* **Dataset entries**:
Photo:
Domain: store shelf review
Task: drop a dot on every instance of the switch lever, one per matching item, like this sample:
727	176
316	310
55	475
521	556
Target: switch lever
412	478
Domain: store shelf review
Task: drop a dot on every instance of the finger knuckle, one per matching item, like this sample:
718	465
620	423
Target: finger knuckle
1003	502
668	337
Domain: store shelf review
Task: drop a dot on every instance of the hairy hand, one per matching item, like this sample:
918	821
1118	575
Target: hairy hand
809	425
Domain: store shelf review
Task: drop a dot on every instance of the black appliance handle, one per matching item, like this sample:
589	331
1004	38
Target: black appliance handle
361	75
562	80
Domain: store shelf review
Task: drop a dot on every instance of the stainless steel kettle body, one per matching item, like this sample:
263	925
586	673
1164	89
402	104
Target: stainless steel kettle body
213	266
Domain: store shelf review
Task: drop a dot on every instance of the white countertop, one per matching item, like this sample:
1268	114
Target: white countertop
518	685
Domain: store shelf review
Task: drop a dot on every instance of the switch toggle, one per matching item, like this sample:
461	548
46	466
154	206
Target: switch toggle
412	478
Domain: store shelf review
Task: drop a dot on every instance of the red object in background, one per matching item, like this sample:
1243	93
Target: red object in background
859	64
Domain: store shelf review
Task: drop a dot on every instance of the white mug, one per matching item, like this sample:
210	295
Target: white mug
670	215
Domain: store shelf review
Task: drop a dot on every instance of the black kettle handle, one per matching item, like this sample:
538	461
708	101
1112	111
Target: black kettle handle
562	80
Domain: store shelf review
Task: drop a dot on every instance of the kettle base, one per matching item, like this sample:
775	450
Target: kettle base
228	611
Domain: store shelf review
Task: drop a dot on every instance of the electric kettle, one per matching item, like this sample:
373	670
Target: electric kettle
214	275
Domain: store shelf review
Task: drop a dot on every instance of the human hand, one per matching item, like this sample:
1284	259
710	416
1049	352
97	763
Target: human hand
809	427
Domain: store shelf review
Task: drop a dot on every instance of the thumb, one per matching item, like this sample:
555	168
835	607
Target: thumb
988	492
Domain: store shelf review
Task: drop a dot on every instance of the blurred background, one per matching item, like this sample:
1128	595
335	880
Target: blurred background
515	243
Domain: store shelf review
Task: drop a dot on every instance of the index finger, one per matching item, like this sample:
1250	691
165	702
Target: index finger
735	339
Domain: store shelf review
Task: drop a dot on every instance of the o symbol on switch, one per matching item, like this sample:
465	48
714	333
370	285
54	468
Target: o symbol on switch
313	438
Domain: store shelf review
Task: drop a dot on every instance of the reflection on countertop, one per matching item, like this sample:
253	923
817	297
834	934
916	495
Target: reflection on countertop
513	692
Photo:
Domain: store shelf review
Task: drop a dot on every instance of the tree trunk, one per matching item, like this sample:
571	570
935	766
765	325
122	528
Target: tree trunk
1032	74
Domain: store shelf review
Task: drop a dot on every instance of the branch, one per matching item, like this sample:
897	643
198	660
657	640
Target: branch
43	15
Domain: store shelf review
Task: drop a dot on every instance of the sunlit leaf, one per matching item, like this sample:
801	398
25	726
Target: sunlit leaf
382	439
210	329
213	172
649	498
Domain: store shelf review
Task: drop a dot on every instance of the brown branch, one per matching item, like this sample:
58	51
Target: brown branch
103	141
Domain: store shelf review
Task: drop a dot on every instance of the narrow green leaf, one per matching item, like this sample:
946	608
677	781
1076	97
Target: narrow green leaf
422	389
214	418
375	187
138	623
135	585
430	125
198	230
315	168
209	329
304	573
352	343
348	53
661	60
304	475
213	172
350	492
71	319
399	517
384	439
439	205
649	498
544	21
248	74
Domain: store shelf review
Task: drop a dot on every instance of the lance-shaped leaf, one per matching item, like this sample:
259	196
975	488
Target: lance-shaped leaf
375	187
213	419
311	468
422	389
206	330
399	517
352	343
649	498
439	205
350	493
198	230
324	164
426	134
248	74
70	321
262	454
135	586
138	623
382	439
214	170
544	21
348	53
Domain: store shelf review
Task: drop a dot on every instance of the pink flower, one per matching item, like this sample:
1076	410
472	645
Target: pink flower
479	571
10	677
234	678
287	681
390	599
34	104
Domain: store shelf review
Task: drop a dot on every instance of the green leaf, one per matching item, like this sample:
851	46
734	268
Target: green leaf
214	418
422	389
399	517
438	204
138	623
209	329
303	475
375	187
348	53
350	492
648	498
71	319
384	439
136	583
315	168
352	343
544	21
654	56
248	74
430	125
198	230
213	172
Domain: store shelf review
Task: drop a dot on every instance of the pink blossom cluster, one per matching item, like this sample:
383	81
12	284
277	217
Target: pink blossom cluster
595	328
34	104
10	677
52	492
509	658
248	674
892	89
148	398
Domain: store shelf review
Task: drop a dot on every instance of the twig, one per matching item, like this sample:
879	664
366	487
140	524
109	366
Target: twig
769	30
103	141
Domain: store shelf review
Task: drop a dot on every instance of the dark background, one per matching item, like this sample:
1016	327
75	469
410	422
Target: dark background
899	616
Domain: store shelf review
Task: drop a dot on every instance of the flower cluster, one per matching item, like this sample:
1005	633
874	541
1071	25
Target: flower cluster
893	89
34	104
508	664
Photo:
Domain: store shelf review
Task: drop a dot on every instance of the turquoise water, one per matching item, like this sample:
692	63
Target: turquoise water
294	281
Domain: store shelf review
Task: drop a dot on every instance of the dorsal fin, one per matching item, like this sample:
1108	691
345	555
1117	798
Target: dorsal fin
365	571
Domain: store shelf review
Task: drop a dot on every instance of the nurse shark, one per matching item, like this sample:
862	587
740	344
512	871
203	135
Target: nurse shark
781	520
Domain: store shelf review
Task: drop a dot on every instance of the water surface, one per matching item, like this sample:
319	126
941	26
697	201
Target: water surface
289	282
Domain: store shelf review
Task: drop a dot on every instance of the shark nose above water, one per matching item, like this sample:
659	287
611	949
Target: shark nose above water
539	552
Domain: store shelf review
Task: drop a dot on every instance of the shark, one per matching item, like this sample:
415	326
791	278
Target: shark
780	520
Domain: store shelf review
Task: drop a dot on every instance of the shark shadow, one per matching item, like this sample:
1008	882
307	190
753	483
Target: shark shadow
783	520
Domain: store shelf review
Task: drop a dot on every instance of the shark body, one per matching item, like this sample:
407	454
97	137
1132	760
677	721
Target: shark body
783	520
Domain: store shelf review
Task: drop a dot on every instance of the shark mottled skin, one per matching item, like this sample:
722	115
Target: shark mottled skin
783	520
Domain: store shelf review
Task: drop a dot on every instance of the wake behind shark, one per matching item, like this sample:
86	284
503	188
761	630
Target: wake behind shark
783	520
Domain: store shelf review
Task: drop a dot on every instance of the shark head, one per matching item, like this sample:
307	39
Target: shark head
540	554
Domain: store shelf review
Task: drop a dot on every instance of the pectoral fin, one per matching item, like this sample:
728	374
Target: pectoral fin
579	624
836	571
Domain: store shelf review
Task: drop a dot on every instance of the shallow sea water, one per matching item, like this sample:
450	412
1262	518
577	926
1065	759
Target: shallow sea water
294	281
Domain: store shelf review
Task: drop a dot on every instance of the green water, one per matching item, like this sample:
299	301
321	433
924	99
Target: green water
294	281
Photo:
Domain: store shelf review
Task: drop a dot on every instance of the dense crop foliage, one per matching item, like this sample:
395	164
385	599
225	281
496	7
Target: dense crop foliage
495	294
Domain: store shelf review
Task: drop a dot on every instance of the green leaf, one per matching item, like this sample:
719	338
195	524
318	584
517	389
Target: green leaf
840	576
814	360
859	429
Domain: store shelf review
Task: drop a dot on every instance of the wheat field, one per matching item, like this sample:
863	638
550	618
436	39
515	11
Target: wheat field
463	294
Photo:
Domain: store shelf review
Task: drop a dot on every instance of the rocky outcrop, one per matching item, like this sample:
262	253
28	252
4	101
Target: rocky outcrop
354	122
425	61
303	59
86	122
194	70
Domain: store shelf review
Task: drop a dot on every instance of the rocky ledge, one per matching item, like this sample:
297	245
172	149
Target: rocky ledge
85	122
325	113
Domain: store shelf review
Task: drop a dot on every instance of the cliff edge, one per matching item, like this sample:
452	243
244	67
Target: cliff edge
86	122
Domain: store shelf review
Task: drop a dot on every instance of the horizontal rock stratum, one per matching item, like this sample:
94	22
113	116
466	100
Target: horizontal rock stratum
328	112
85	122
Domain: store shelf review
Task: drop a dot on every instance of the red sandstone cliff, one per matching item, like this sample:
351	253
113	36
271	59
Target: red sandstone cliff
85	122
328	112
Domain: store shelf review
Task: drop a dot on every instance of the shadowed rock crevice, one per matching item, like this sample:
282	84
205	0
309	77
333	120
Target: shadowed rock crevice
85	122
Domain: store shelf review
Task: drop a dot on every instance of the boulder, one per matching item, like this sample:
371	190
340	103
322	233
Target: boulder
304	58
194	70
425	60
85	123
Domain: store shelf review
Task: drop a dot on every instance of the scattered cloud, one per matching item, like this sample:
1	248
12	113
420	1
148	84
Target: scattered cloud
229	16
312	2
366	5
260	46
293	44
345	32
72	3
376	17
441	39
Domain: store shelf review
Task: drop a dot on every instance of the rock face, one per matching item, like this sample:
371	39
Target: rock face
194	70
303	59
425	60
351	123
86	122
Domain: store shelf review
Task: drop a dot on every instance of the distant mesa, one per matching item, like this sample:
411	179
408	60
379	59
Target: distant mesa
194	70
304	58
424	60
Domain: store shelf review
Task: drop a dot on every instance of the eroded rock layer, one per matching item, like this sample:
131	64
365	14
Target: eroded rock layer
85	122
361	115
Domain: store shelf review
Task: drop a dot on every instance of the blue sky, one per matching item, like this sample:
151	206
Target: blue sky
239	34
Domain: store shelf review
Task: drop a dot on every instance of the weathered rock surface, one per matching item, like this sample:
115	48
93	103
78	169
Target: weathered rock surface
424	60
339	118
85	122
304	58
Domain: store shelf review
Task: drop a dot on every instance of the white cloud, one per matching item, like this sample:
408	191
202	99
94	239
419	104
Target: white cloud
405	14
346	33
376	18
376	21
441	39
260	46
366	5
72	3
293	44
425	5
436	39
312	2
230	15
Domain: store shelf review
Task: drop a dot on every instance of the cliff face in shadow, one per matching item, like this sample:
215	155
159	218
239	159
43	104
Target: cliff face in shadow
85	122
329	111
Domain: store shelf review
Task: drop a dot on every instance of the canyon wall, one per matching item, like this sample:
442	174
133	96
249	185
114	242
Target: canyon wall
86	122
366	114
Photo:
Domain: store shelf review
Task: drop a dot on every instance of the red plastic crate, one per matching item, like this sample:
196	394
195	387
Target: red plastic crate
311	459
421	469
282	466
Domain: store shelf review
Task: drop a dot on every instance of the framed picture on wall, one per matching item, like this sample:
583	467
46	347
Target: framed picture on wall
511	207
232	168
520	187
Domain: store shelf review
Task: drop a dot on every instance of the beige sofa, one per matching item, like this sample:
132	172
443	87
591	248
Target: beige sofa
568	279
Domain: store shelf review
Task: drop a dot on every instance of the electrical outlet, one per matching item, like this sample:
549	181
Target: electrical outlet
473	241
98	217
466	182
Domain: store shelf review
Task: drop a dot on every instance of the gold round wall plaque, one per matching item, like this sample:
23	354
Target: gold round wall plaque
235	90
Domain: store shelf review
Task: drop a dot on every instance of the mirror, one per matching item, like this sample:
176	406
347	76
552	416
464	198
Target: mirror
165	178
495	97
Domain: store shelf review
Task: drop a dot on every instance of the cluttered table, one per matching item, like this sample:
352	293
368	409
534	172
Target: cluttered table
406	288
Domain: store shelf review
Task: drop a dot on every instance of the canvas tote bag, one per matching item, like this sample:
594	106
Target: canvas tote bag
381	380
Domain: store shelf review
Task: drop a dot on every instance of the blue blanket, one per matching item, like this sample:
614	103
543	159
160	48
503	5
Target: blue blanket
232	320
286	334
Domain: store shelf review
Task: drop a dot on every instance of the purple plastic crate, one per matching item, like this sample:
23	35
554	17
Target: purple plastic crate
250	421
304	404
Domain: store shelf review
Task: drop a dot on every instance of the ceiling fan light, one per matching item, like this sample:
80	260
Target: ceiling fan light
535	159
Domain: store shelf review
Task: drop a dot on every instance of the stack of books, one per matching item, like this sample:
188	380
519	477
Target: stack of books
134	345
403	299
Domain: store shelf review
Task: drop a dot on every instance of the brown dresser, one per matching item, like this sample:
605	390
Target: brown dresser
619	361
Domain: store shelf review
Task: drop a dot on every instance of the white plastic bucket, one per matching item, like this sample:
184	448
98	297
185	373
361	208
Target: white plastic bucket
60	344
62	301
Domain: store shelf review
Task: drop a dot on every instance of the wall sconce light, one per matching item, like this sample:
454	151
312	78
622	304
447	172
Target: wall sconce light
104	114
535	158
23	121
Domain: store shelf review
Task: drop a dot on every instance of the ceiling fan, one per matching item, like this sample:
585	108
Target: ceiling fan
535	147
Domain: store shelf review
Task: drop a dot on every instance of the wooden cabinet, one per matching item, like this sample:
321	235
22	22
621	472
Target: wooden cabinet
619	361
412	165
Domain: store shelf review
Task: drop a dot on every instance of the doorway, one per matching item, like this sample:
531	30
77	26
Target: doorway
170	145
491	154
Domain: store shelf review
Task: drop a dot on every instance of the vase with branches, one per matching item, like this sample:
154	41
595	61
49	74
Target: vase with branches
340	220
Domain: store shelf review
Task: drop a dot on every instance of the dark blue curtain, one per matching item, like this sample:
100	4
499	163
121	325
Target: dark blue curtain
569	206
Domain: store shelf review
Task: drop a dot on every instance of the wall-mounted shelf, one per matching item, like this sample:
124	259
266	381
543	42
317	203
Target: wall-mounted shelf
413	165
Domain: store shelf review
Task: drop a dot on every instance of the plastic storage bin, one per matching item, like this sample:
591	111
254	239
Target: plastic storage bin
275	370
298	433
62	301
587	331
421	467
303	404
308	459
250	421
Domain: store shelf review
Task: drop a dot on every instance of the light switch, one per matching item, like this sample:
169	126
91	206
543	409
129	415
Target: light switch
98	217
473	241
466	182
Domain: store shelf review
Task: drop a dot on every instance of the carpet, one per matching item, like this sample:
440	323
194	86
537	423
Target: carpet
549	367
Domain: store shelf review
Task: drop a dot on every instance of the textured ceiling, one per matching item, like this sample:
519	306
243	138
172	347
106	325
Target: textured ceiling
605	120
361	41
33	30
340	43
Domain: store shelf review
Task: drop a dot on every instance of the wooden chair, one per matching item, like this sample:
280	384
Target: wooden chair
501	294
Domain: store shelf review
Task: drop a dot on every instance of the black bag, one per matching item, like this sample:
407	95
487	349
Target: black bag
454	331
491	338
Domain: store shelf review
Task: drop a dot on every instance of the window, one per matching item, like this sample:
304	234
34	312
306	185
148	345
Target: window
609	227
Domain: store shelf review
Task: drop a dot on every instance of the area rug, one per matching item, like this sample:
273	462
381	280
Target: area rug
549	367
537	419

* **Given problem**: Copy out each line above in which the word "blanket" appears.

* **Task result**:
Task: drop a dot on every instance of the blue blanket, one per matching item, like this sample:
Target: blue blanket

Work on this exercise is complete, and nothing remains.